>> begin
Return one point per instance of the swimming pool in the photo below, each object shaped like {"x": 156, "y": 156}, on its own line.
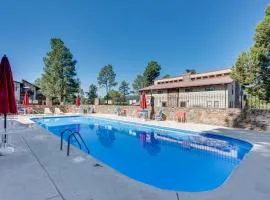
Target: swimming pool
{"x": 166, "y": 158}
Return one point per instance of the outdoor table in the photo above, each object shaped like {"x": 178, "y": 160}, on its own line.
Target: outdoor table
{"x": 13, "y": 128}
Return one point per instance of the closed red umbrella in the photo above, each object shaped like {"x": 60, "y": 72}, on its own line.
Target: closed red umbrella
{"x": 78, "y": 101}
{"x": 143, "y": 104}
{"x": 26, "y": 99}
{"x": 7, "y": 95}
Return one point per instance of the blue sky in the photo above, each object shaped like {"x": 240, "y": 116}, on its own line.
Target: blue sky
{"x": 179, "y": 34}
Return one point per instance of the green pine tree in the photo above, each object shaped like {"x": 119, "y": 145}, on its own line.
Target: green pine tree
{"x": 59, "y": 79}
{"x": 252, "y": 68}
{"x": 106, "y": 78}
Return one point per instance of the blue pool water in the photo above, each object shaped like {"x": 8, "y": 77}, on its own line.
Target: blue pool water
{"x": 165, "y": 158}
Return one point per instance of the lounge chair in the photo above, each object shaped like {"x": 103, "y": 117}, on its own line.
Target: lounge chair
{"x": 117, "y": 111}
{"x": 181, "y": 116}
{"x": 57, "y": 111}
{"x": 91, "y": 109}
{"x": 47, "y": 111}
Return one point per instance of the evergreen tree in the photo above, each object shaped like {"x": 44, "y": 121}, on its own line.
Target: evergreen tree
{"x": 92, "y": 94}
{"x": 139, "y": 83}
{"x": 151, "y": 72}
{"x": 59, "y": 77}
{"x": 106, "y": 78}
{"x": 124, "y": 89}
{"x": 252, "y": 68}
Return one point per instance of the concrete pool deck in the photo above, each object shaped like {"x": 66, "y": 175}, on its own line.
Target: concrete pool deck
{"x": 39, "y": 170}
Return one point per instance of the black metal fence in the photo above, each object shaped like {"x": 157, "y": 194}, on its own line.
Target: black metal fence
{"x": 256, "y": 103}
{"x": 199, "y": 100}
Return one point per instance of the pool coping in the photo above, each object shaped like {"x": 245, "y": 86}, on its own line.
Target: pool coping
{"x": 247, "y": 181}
>> end
Task to complete => Rewrite the material from the line containing "Return one point per instance of the pool" through the end, swapping "pool coping" for "pool edge" and leaving everything else unchanged.

Completed exercise =>
Return one point per instance of the pool edge in the photo above, each object shaped like {"x": 245, "y": 86}, on its own line.
Target: pool edge
{"x": 247, "y": 181}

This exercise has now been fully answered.